- Source extract:
◇ ◇ ◇

Sasfin, through another wholly-owned subsidiary, Sasfin Financial Services
Proprietary Limited ("Sasfin Financial Services") will acquire, for no
additional consideration, a 25% interest in the asset management company,
Primegro Asset Managers Proprietary Limited ("Primegro Asset Managers"), formed
by the promoters of Primegro ("the promoters") to provide asset management
services to Primegro. Through this vehicle, the Sasfin group will partner with
the promoters to grow Primegro into a significant property fund in the South
African market.
Further details about Primegro are set out in paragraph 2 below.
2. Primegro
Primegro is a newly established property loan stock company founded by the
promoters, including, inter alios, Derek Greenberg, Lionel Levinsohn and Martin
Ettin, who were the founders of the original Primegro Properties Limited ("the
original Primegro Properties"). The original Primegro Properties listed on the
JSE in 1999 with a portfolio value of R600 million and, having grown its market
capitalisation to R2.2 billion, ultimately merged in 2003 with Growthpoint
Properties Limited, which at that time had a market capitalisation of R2.5
billion, to form the then largest property loan stock company on the JSE. Given
the legacy of the original Primegro Properties name, the promoters have elected
to use this name for the new entity.

◇ ◇ ◇

[Point placement records]
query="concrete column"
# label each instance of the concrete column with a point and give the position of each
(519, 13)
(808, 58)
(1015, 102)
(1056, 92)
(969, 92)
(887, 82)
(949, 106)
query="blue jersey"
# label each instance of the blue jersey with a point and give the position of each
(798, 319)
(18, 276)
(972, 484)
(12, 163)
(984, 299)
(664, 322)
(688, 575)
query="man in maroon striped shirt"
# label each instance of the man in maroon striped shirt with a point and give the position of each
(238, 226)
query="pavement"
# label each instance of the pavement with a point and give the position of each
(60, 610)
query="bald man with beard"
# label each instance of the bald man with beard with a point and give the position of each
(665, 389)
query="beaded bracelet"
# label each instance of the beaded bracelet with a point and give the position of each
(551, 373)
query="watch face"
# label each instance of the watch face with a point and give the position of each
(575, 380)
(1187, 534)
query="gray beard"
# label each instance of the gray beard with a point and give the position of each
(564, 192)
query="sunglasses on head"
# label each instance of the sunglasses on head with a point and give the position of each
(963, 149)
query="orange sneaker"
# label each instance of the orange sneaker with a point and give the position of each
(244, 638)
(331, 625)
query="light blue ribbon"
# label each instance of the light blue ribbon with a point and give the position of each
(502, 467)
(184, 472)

◇ ◇ ◇

- Task instructions:
1. Please answer these questions from the Primegro text:
(a) What interest will Sasfin Financial Services acquire in Primegro Asset Managers?
(b) In what year did the original Primegro Properties list on the JSE?
(c) What market capitalisation did Growthpoint Properties Limited have when the 2003 merger took place?
2. Carry the Primegro text forward from the point where it stops.

- The answers:
1.
(a) A 25% interest.
(b) 1999.
(c) R2.5 billion.

2.
Following the merger of the original Primegro Properties with Growthpoint
Properties Limited, the promoters joined CBS Properties Limited, which they
listed on the JSE in 2005, with a portfolio value of R1.1 billion, and which was
subsequently acquired by the Public Investment Corporation Limited in 2007, by
which time the company had grown to a market capitalisation of R2.3 billion.
The promoters have in-depth experience of and broad networks in the property
industry and a track record of building successful property portfolios and
generating attractive investment returns. The promoters collectively have more
than 100 years of experience in the property sector and more than 50 years of
expertise in the listed property sector.
Primegro is securing an attractive property portfolio comprising a mix of
quality commercial and retail properties and is anticipated to be listed on the
JSE in the second quarter of 2012 ("the Primegro listing").
3. Rationale for the proposed transaction
Sasfin has ongoing access to deal flow in the property sector and, through its
core banking and wealth management businesses, strong relationships with South
African institutional investors, financial institutions and high net worth
investors.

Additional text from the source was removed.